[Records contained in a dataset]

═══

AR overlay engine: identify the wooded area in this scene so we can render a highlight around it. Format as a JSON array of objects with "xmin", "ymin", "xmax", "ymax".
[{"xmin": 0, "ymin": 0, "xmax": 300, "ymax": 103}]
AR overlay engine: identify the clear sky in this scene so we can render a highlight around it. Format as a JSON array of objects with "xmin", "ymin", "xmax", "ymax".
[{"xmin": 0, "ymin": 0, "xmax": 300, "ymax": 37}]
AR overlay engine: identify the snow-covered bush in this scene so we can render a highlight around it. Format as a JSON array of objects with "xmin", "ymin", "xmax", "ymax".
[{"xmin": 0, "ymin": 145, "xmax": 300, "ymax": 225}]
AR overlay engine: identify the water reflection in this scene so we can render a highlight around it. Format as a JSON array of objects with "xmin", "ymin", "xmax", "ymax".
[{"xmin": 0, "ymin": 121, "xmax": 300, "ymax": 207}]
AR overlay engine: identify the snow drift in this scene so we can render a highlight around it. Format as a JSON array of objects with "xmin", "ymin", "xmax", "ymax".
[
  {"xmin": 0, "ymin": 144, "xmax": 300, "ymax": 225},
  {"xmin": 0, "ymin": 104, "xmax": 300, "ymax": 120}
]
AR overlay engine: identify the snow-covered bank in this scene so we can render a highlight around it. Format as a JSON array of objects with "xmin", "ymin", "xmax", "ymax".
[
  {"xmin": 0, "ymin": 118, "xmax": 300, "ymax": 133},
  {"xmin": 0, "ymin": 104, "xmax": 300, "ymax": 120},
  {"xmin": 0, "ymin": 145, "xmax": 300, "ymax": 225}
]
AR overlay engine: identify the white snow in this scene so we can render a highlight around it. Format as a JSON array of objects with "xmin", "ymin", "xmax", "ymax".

═══

WORK TO BE COMPLETED.
Write out the material again from the line with "AR overlay engine: identify the snow drift" through the end of the material, requests included, and shift every box coordinate in the answers by -122.

RESULT OF THE TASK.
AR overlay engine: identify the snow drift in this scene so we can render a highlight around it. Format as a JSON array of objects with "xmin", "ymin", "xmax", "ymax".
[
  {"xmin": -122, "ymin": 22, "xmax": 178, "ymax": 103},
  {"xmin": -122, "ymin": -18, "xmax": 178, "ymax": -2}
]
AR overlay engine: identify the snow-covered bank in this scene so we can render a highlight around it. Format as a JSON array of objects with "xmin", "ymin", "xmax", "ymax".
[
  {"xmin": -122, "ymin": -4, "xmax": 178, "ymax": 11},
  {"xmin": -122, "ymin": -18, "xmax": 178, "ymax": -2},
  {"xmin": -122, "ymin": 23, "xmax": 178, "ymax": 103}
]
AR overlay engine: identify the white snow in this scene so we can render a highlight around it. Format as a JSON array of objects with "xmin", "ymin", "xmax", "ymax".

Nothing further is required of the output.